## Work required
Find every line in the listing below that contains the word "occurrence". Copy each of those lines in full.

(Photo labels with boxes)
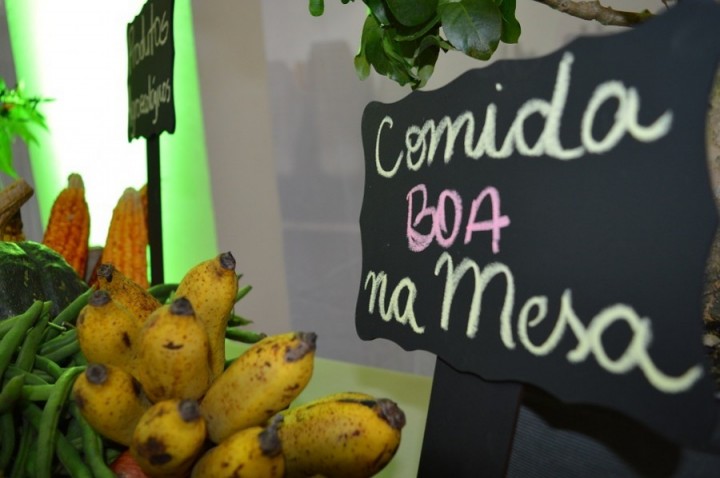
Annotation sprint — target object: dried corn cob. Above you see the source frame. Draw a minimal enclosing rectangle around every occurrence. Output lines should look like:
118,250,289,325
101,188,149,288
2,209,25,242
43,173,90,278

## Exercise output
Annotation sprint — target object: dried corn cob. Above you see the source frame. Draw a minimal enclosing rectangle around every occurrence. Output lines should look like:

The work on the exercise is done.